**Exercise:**
Exactly as written, transcribe the lines that run from the one containing "target | wet paved walkway" to the end of the records below.
........
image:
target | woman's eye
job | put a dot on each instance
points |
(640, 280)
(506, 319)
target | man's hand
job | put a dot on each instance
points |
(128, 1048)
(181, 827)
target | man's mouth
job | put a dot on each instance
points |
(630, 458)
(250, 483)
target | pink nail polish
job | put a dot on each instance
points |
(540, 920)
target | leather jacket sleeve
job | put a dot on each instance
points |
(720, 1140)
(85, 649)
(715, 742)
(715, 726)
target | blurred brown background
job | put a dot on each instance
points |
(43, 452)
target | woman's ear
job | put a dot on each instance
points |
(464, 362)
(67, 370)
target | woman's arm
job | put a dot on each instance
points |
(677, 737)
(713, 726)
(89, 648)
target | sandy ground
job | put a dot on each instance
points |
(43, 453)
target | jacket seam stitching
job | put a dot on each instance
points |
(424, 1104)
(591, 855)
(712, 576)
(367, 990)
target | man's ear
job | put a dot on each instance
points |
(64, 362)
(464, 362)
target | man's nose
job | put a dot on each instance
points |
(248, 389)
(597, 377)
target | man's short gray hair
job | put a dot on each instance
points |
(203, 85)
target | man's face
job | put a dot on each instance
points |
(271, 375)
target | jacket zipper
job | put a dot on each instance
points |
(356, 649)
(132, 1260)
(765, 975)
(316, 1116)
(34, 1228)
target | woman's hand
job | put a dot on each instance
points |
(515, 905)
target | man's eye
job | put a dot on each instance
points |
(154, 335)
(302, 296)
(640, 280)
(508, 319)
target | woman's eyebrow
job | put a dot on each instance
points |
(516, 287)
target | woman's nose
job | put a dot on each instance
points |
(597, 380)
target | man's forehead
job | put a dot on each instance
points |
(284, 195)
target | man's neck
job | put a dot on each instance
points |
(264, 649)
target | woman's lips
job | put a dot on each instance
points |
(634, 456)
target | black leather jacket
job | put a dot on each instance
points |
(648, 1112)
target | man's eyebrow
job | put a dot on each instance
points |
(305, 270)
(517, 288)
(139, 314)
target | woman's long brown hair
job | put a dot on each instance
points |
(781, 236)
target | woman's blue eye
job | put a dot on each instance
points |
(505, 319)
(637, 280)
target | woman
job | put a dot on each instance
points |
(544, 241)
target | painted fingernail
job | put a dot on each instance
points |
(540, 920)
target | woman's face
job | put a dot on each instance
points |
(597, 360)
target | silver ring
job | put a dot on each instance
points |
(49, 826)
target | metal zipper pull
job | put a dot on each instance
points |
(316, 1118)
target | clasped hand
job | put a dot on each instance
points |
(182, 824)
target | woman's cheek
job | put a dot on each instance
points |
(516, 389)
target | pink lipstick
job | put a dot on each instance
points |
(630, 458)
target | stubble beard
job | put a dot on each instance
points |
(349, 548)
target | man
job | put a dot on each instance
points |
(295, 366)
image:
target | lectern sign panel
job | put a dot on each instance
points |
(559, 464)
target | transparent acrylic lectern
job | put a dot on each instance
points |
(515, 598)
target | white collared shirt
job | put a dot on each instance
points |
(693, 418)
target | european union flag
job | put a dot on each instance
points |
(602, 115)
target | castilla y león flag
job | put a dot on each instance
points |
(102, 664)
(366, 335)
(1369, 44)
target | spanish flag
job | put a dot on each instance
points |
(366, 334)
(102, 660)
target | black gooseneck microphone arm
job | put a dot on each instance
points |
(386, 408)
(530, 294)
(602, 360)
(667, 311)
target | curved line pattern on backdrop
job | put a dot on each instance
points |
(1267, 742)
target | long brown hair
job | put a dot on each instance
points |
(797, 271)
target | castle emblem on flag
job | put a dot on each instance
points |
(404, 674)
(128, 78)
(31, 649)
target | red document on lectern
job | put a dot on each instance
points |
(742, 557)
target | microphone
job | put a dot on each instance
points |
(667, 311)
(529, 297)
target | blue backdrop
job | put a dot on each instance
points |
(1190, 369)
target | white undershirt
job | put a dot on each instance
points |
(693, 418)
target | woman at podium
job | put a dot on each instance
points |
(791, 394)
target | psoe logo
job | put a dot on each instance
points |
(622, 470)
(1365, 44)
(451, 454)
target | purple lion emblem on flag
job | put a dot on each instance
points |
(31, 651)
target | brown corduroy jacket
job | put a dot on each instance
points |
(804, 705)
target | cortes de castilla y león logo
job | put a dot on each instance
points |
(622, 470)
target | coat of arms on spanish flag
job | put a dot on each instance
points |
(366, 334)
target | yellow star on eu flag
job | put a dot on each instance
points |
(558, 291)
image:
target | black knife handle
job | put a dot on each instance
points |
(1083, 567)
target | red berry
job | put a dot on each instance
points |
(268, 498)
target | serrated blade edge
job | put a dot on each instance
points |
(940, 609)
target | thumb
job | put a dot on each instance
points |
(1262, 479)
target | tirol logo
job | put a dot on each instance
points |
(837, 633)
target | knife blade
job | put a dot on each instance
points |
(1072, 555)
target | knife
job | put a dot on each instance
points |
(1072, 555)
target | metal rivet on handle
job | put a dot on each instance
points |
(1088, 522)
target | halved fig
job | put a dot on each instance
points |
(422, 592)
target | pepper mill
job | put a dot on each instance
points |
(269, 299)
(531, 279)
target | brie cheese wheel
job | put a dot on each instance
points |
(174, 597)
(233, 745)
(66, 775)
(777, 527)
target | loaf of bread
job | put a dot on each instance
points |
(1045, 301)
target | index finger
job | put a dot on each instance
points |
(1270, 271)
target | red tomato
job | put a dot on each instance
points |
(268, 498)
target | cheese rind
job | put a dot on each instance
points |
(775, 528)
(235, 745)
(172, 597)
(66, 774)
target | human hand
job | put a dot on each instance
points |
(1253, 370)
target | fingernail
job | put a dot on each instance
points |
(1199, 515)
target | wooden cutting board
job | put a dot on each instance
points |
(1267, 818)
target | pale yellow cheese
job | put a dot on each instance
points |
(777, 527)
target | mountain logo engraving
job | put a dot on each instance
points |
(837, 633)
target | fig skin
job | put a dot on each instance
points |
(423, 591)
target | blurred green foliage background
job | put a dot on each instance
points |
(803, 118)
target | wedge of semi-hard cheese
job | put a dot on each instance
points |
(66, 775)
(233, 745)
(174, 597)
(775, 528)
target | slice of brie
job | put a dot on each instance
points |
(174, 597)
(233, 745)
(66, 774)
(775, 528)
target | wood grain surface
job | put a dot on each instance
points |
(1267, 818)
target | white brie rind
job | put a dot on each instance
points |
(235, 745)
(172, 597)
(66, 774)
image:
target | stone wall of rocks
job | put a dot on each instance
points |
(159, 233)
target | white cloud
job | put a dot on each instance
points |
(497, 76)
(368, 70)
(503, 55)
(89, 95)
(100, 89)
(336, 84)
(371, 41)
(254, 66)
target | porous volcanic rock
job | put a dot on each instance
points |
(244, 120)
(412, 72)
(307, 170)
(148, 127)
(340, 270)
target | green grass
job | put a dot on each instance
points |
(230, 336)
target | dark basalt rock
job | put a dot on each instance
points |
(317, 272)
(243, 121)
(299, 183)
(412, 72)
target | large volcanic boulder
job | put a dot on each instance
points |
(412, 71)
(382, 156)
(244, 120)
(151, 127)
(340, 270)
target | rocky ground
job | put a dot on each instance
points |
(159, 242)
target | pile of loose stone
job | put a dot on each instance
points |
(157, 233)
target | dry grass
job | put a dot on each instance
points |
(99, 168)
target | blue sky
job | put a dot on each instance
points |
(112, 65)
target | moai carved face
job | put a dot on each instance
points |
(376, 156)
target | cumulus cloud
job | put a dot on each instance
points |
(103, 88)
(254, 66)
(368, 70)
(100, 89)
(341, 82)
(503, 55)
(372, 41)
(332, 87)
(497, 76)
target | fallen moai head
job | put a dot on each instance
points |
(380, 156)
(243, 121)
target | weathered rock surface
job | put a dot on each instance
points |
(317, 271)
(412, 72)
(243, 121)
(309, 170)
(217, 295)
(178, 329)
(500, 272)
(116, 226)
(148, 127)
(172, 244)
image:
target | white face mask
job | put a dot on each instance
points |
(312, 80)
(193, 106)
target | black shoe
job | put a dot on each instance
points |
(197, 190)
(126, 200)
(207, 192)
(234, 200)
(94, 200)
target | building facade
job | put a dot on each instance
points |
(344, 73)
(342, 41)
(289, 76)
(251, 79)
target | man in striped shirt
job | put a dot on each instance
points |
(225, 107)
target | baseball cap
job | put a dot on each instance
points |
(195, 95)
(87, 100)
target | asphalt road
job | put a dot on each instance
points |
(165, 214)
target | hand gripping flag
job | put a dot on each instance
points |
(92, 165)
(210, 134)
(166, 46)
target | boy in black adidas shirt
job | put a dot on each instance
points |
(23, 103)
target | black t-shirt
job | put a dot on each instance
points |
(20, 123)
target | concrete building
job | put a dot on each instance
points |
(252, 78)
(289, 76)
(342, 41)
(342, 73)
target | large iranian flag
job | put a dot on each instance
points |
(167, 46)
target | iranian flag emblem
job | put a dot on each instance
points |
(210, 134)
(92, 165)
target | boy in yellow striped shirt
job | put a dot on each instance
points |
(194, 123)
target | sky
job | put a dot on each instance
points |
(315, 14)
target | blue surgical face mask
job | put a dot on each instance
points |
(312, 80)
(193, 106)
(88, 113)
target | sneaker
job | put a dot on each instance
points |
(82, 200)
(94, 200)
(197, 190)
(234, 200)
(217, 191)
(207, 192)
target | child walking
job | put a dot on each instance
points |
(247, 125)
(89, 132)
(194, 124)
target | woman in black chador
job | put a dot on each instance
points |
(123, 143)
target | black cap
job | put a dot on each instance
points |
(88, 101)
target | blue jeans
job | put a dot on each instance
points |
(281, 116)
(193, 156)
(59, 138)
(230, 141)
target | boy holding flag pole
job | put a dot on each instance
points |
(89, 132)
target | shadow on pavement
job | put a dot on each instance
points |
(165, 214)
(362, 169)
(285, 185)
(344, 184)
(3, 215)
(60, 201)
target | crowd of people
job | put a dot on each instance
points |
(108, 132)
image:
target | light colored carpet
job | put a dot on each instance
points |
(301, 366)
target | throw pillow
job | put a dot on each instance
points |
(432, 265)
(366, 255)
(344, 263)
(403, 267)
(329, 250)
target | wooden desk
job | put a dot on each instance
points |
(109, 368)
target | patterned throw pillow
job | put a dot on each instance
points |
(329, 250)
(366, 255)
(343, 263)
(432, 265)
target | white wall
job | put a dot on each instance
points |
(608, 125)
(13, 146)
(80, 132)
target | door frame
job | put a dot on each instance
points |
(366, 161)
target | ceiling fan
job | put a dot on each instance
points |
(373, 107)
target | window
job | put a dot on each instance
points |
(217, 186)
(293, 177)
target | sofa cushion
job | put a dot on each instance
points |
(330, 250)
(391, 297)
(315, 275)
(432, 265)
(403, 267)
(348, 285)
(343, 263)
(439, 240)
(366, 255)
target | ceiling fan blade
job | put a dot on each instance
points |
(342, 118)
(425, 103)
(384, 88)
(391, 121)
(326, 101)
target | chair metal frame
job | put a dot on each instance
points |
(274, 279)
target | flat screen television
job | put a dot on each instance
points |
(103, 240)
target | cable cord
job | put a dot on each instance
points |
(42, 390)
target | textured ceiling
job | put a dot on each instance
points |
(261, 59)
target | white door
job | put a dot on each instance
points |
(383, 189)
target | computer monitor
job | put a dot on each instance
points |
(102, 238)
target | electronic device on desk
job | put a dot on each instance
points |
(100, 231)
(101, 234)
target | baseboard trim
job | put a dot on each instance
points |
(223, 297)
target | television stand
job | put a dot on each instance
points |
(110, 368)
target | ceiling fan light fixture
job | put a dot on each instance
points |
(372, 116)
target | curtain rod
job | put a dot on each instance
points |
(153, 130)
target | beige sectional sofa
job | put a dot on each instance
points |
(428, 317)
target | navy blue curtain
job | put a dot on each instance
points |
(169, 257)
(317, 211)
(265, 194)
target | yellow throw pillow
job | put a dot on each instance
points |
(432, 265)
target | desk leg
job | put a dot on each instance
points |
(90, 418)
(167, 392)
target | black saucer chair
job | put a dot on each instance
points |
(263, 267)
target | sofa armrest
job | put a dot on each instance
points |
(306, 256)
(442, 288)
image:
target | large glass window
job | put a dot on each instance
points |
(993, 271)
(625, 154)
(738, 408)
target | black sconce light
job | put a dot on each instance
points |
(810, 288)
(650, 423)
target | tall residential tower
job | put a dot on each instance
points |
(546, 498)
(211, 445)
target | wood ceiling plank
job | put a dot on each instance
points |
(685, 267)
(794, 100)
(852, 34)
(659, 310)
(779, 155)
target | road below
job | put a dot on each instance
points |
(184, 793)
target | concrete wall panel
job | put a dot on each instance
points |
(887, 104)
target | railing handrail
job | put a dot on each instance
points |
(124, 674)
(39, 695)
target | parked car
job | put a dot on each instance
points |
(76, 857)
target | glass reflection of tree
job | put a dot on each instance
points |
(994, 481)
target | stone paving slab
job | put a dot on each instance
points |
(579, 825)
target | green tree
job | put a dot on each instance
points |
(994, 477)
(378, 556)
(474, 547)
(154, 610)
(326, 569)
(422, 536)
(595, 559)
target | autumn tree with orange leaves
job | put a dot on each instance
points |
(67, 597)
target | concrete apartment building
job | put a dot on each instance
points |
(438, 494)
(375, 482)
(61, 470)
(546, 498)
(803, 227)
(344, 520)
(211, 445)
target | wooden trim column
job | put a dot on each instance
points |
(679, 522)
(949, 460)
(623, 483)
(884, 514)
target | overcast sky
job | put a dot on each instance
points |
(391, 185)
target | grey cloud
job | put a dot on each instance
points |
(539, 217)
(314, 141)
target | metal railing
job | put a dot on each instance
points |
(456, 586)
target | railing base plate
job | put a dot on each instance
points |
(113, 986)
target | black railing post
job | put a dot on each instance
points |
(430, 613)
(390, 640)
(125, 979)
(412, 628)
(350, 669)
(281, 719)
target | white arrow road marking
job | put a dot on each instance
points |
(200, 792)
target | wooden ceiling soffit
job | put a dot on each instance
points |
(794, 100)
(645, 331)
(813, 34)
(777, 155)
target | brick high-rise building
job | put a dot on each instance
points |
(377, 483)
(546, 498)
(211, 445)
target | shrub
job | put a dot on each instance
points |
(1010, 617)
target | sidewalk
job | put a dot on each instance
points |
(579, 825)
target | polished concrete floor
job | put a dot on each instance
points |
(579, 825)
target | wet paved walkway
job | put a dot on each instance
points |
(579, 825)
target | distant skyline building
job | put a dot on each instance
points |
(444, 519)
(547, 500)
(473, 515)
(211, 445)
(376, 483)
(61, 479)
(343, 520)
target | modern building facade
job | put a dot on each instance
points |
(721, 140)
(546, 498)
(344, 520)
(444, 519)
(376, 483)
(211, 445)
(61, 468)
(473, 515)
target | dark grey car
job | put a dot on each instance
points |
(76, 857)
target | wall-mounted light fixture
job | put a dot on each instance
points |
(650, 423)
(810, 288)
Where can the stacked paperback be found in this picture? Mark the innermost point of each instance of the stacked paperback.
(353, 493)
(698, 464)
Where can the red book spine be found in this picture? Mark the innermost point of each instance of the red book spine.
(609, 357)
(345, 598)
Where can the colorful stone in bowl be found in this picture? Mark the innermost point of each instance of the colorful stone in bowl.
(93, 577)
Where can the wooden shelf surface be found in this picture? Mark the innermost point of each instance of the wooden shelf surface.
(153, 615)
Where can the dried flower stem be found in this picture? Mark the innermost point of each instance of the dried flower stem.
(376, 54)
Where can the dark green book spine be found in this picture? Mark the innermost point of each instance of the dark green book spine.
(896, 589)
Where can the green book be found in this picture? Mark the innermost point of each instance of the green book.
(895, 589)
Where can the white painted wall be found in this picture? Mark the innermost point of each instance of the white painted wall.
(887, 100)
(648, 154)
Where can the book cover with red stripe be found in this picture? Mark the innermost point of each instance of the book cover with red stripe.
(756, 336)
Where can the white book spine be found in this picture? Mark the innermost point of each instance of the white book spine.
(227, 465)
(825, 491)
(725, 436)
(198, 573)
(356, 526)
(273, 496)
........
**Solution for this task:**
target | wet paved walkway
job | put a dot on each instance
points |
(579, 825)
target | distant skyline building
job | put a dot on each instance
points |
(444, 519)
(547, 500)
(473, 515)
(211, 445)
(376, 483)
(61, 479)
(343, 520)
target | modern building facade
job | put a dot on each instance
points |
(721, 140)
(546, 498)
(344, 520)
(444, 519)
(376, 483)
(211, 445)
(61, 468)
(473, 515)
target | dark grey car
job | put a dot on each instance
points |
(76, 857)
target | wall-mounted light fixture
job | put a dot on each instance
points |
(650, 423)
(810, 288)
Where can the stacked paperback be found in this picture? Mark the innermost point of each instance of the stacked paperback.
(353, 493)
(698, 464)
Where can the red book spine be found in this picture? Mark the innermost point of each instance of the red book spine.
(609, 357)
(345, 598)
Where can the colorful stone in bowl be found in this picture? Mark the innermost point of each instance of the colorful stone in bowl.
(93, 577)
Where can the wooden shelf surface be found in this picture? Mark the innermost point of each instance of the wooden shelf surface.
(153, 615)
Where can the dried flower stem be found in this picture? Mark the innermost point of each instance of the dried flower stem.
(376, 54)
Where can the dark green book spine be found in this picture? Mark the innermost point of each instance of the dark green book spine.
(896, 589)
Where can the green book be found in this picture? Mark the innermost point of each instance of the green book.
(895, 589)
Where can the white painted wall be found in this picture? Mark the innermost point of each instance of the white painted wall.
(887, 100)
(648, 154)
Where can the book cover with red stripe be found in this picture? Mark the innermost point of each instance of the book cover with red stripe.
(756, 336)
Where can the white book spine be found in this picture? Mark the innermost point of each instance of the white book spine.
(227, 465)
(825, 491)
(725, 436)
(198, 573)
(356, 526)
(273, 496)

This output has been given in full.